— Begin Text block —

Execution time ratios of Offworker over Chrome for the Rodinia-JS benchmark suite on the ES when different numbers of web workers were used.

Figure 7 illustrates the execution time differences in terms of their contributing components between Offworker and Chrome for the Rodinia-JS benchmark suite when different numbers of web workers were used. A positive difference represents that Chrome was better than Offworker. We observed that the time differences for the proxy creation, data initialization, and other parts were less than 50 ms and consistent for different numbers of web workers since these components were irrelevant to parallelization. The time differences for the barrier synchronization part were also almost identical when different numbers of web workers were used since there are no more than 300 barriers required for each Rodinia-JS application, and the overhead added by Offworker for each barrier synchronization was insignificant. The time differences for the worker creation part grew slightly with the number of web workers due to more worker initialization costs when using Offworker. This effect was more obvious for backprop and kmeans because they required more initialization work than others. However, different applications showed different trends in time differences for the computation part. This abnormal phenomenon was believed to result from the differences in handling arithmetic and shared-memory access operations between Offworker (which is based on isolated-vm and Node.js) and Chrome.

Fig. 7.
figure 7

Execution time differences between Offworker and Chrome for the Rodinia-JS benchmark suite on the ES when different numbers of web workers were used. The values follow a benchmark name indicate the execution times of the benchmark for 1–4 workers, respectively, when using Offworker.

— End Text block —
— Begin Record set —

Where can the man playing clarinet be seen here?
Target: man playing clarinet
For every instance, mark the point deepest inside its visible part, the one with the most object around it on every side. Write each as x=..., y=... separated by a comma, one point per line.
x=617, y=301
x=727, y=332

— End Record set —

## Task details
Summarize the passage on Offworker and Chrome execution times in three sentences.

## Complete answer
When Offworker and Chrome were compared on the Rodinia-JS benchmark suite with different numbers of web workers, the time differences for proxy creation, data initialization, other parts, and barrier synchronization stayed small and consistent. The worker creation difference grew slightly as the number of web workers increased, and this was most obvious for backprop and kmeans because they required more initialization work. The computation difference followed different trends in different applications, which was believed to come from the way Offworker, based on isolated-vm and Node.js, and Chrome handle arithmetic and shared-memory access operations.